Aim – Filter the lines below, copying each one that contains the string "mask". The match is case-sensitive.

□ □ □ □

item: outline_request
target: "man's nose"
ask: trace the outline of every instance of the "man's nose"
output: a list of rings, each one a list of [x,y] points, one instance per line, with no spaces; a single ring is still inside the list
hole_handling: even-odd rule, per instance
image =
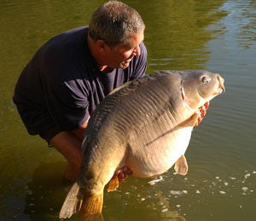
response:
[[[141,49],[140,49],[139,45],[137,45],[136,48],[134,48],[134,49],[133,49],[133,55],[135,56],[139,56],[141,55]]]

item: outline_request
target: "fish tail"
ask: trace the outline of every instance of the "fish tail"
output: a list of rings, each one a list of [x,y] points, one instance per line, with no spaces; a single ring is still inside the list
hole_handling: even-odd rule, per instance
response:
[[[103,205],[103,192],[97,195],[85,195],[80,209],[80,215],[100,214]]]
[[[74,183],[60,212],[60,218],[70,218],[73,213],[80,210],[83,203],[83,197],[80,194],[80,187],[78,183]]]

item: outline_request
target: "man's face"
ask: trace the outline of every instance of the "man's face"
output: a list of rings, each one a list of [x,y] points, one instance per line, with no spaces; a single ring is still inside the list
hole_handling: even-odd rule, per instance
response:
[[[144,33],[141,32],[131,36],[124,44],[120,44],[106,50],[107,66],[111,68],[126,68],[134,56],[141,54],[139,44],[144,39]]]

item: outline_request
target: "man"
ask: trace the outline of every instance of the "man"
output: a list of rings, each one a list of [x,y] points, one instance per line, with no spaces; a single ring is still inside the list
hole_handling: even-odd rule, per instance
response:
[[[90,116],[114,88],[144,75],[147,50],[139,14],[110,1],[89,26],[54,37],[29,61],[17,82],[14,102],[31,135],[38,134],[67,160],[74,181]],[[129,173],[124,168],[120,177]]]
[[[22,71],[14,102],[29,134],[39,135],[67,159],[68,180],[79,176],[81,144],[96,106],[114,88],[144,76],[144,29],[135,9],[108,2],[89,26],[52,38]],[[124,167],[119,178],[131,172]]]

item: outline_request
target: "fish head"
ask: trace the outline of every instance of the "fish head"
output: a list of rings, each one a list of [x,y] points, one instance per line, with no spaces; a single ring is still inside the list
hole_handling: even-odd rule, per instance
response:
[[[224,79],[207,71],[180,72],[183,99],[194,109],[224,91]]]

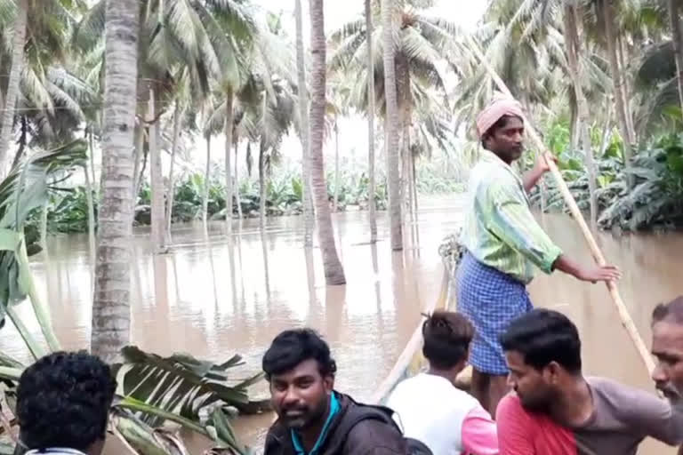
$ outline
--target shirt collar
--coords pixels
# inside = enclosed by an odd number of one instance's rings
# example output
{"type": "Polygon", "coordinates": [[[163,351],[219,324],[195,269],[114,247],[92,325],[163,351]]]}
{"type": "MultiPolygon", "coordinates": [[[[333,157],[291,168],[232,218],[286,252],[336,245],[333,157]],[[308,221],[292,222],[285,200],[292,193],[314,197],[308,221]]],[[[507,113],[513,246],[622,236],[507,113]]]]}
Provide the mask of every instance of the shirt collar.
{"type": "Polygon", "coordinates": [[[320,431],[320,435],[317,436],[317,440],[316,441],[316,443],[313,446],[313,449],[311,449],[311,451],[308,454],[306,453],[306,450],[303,448],[303,444],[301,443],[301,441],[299,438],[299,435],[297,435],[294,430],[291,430],[292,443],[294,446],[294,451],[296,451],[297,455],[317,455],[317,451],[320,450],[320,447],[322,446],[323,443],[327,437],[327,433],[330,430],[330,424],[332,423],[332,419],[339,412],[341,408],[342,407],[339,404],[339,400],[337,399],[337,396],[334,394],[334,392],[333,392],[332,396],[330,397],[330,411],[327,414],[327,419],[325,421],[323,429],[322,431],[320,431]]]}
{"type": "Polygon", "coordinates": [[[522,185],[522,179],[521,177],[519,177],[519,174],[517,173],[514,168],[510,164],[508,164],[507,163],[505,163],[504,161],[502,161],[501,158],[499,158],[498,156],[495,155],[494,152],[484,148],[481,151],[480,156],[481,156],[481,161],[500,166],[501,168],[510,172],[510,174],[515,178],[518,183],[519,183],[519,185],[522,185]]]}
{"type": "Polygon", "coordinates": [[[40,455],[43,453],[51,453],[52,455],[85,455],[81,451],[76,449],[68,449],[66,447],[48,447],[46,449],[32,449],[25,455],[40,455]]]}

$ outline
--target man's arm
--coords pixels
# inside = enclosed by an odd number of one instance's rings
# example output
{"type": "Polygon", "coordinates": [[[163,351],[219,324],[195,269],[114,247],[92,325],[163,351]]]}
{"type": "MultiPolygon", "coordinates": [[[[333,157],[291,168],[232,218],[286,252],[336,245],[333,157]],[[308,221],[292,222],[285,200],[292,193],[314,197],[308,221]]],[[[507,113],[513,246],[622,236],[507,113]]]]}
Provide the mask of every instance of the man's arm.
{"type": "Polygon", "coordinates": [[[488,228],[546,274],[558,269],[593,283],[620,277],[619,270],[613,266],[586,267],[563,254],[538,225],[526,202],[504,184],[494,183],[488,191],[494,205],[488,228]]]}
{"type": "Polygon", "coordinates": [[[462,421],[461,438],[465,453],[498,455],[498,432],[491,415],[483,408],[470,411],[462,421]]]}
{"type": "Polygon", "coordinates": [[[495,413],[498,447],[501,455],[535,455],[531,438],[531,419],[518,398],[507,395],[501,400],[495,413]]]}
{"type": "Polygon", "coordinates": [[[669,445],[683,443],[683,403],[671,404],[645,390],[629,390],[621,405],[634,429],[669,445]]]}

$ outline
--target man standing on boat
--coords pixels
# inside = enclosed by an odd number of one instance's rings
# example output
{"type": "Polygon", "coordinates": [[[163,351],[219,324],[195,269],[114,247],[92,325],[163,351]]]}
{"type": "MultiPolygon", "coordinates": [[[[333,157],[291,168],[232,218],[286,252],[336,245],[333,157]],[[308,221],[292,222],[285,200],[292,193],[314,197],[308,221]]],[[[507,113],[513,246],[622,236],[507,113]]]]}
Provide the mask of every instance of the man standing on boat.
{"type": "Polygon", "coordinates": [[[586,267],[550,241],[531,213],[527,193],[549,171],[541,158],[523,179],[512,163],[522,156],[524,123],[519,103],[498,97],[477,119],[484,150],[472,169],[460,242],[466,252],[458,267],[458,311],[475,326],[470,362],[472,394],[492,416],[508,392],[508,369],[498,337],[533,306],[526,285],[534,267],[587,282],[619,277],[614,267],[586,267]]]}

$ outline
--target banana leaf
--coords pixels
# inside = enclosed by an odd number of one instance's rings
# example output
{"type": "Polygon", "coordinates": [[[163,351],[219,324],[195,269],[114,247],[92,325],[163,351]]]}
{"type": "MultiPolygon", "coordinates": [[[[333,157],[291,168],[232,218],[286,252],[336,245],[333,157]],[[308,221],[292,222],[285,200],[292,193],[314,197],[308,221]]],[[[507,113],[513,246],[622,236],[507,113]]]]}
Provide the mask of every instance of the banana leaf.
{"type": "MultiPolygon", "coordinates": [[[[35,357],[45,354],[43,346],[16,317],[14,305],[30,297],[43,334],[51,350],[59,348],[52,330],[47,307],[40,301],[28,267],[28,253],[34,243],[27,244],[24,224],[31,212],[47,198],[47,181],[59,172],[86,162],[87,144],[76,140],[52,150],[36,152],[12,167],[0,182],[0,327],[9,315],[35,357]]],[[[36,236],[30,240],[35,242],[36,236]]]]}
{"type": "MultiPolygon", "coordinates": [[[[116,369],[123,395],[141,403],[191,420],[198,420],[203,409],[216,403],[243,411],[268,410],[265,401],[252,402],[247,395],[247,388],[262,378],[261,373],[242,381],[229,377],[230,369],[244,364],[239,355],[217,364],[187,354],[161,357],[133,346],[122,354],[124,363],[116,369]]],[[[158,416],[139,416],[151,427],[161,424],[158,416]]]]}

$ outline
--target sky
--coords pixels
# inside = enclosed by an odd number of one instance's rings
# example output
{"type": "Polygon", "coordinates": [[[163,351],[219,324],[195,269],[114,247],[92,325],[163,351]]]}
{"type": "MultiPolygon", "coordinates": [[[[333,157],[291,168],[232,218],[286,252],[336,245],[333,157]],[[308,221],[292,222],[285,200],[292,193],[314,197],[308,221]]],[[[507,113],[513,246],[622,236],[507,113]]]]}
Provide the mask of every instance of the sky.
{"type": "MultiPolygon", "coordinates": [[[[273,12],[283,12],[283,17],[293,18],[293,0],[253,0],[254,4],[273,12]]],[[[436,6],[426,12],[430,16],[440,16],[456,22],[466,28],[476,24],[488,4],[485,0],[436,0],[436,6]]],[[[336,30],[342,25],[361,18],[365,11],[365,0],[325,0],[325,31],[336,30]]],[[[301,0],[304,29],[308,28],[308,0],[301,0]]],[[[293,33],[293,19],[291,20],[293,33]]]]}

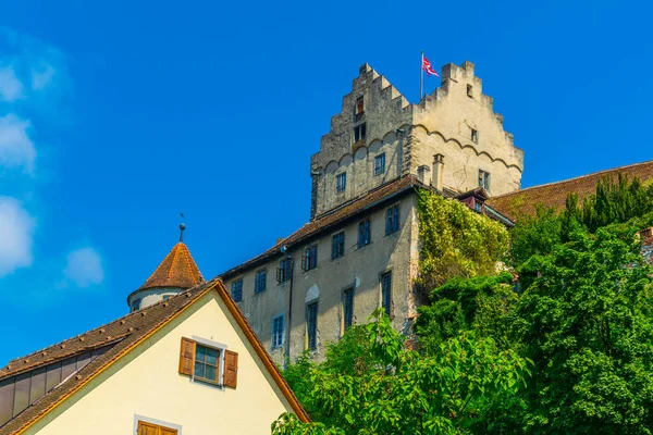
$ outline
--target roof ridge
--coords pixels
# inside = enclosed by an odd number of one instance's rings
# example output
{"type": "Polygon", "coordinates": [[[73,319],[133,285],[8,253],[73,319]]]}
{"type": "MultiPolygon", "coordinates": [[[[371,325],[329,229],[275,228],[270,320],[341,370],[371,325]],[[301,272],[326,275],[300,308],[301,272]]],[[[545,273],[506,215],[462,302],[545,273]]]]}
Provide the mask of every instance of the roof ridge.
{"type": "Polygon", "coordinates": [[[612,169],[607,169],[607,170],[601,170],[601,171],[596,171],[596,172],[591,172],[589,174],[579,175],[579,176],[576,176],[576,177],[572,177],[572,178],[566,178],[566,179],[560,179],[560,181],[557,181],[557,182],[551,182],[551,183],[544,183],[544,184],[538,184],[538,185],[534,185],[534,186],[525,187],[523,189],[519,189],[519,190],[510,191],[510,192],[507,192],[507,194],[502,194],[502,195],[494,196],[494,197],[492,197],[492,199],[504,198],[504,197],[507,197],[507,196],[510,196],[510,195],[515,195],[515,194],[519,194],[519,192],[522,192],[522,191],[527,191],[527,190],[530,190],[530,189],[537,189],[537,188],[546,187],[546,186],[554,186],[556,184],[569,183],[569,182],[574,182],[574,181],[581,179],[581,178],[588,178],[588,177],[591,177],[591,176],[605,174],[605,173],[608,173],[608,172],[615,172],[615,171],[618,172],[618,171],[621,171],[621,170],[627,170],[627,169],[630,169],[630,167],[642,166],[642,165],[652,164],[652,163],[653,163],[653,160],[648,160],[645,162],[632,163],[632,164],[627,164],[627,165],[624,165],[624,166],[617,166],[617,167],[612,167],[612,169]]]}
{"type": "MultiPolygon", "coordinates": [[[[197,284],[196,286],[194,286],[194,287],[190,287],[190,288],[188,288],[188,289],[186,289],[186,290],[184,290],[184,291],[181,291],[181,293],[180,293],[180,294],[177,294],[177,295],[171,295],[171,297],[168,299],[168,301],[170,301],[171,299],[175,299],[175,298],[177,298],[177,297],[180,297],[180,296],[182,296],[182,295],[185,295],[185,294],[187,294],[187,293],[189,293],[189,291],[193,291],[193,290],[195,290],[197,287],[199,287],[200,285],[212,283],[212,282],[213,282],[213,281],[215,281],[215,279],[218,279],[218,277],[215,277],[215,278],[212,278],[212,279],[210,279],[210,281],[208,281],[208,282],[205,282],[205,283],[201,283],[201,284],[197,284]]],[[[86,336],[86,335],[88,335],[88,334],[90,334],[90,333],[94,333],[94,332],[96,332],[96,331],[99,331],[99,330],[106,330],[106,328],[107,328],[109,325],[113,325],[113,324],[115,324],[115,323],[120,323],[121,321],[125,321],[125,320],[127,320],[128,318],[132,318],[132,316],[135,316],[135,315],[138,315],[138,314],[143,315],[143,312],[144,312],[144,311],[145,311],[145,312],[147,312],[147,311],[148,311],[148,310],[150,310],[152,307],[157,307],[157,306],[159,306],[159,304],[161,304],[161,303],[163,303],[163,302],[164,302],[163,300],[160,300],[160,301],[158,301],[158,302],[156,302],[156,303],[152,303],[151,306],[148,306],[148,307],[144,308],[143,310],[132,311],[132,312],[130,312],[130,313],[127,313],[127,314],[123,315],[122,318],[118,318],[118,319],[115,319],[115,320],[112,320],[111,322],[103,323],[103,324],[101,324],[100,326],[94,327],[93,330],[88,330],[88,331],[86,331],[86,332],[83,332],[83,333],[81,333],[81,334],[77,334],[77,335],[75,335],[75,336],[73,336],[73,337],[70,337],[70,338],[62,339],[62,340],[61,340],[61,341],[59,341],[59,343],[56,343],[56,344],[53,344],[53,345],[50,345],[50,346],[44,347],[42,349],[35,350],[35,351],[33,351],[33,352],[30,352],[30,353],[27,353],[27,355],[24,355],[24,356],[22,356],[22,357],[14,358],[14,359],[10,360],[10,361],[9,361],[9,362],[8,362],[8,363],[4,365],[4,366],[1,366],[1,368],[0,368],[0,376],[3,376],[3,375],[2,375],[2,370],[3,370],[3,369],[5,369],[7,366],[11,365],[11,364],[12,364],[12,363],[14,363],[14,362],[17,362],[17,361],[20,361],[20,360],[29,359],[29,357],[33,357],[33,356],[35,356],[35,355],[37,355],[37,353],[42,353],[42,352],[45,352],[45,351],[47,351],[47,350],[49,350],[49,349],[53,349],[53,348],[56,348],[56,347],[59,347],[59,346],[61,346],[61,345],[64,345],[64,344],[66,344],[66,343],[69,343],[69,341],[72,341],[72,340],[74,340],[74,339],[82,338],[83,336],[86,336]]],[[[63,357],[63,358],[66,358],[66,357],[63,357]]]]}

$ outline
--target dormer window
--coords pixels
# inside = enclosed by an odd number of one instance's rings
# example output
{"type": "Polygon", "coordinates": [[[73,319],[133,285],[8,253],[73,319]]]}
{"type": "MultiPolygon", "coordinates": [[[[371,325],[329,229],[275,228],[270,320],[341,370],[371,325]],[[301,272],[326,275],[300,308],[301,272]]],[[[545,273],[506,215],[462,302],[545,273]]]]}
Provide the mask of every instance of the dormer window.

□ □ □ □

Result for this exercise –
Provide the mask of every instance of the shirt collar.
Provide the mask of every instance of the man's arm.
Provide the mask of every instance of the man standing on boat.
Provide the mask of every instance of the banana leaf.
Provide the mask of every instance of the sky.
Provide the mask of every instance of the roof ridge.
Provide the mask of every instance of the dormer window.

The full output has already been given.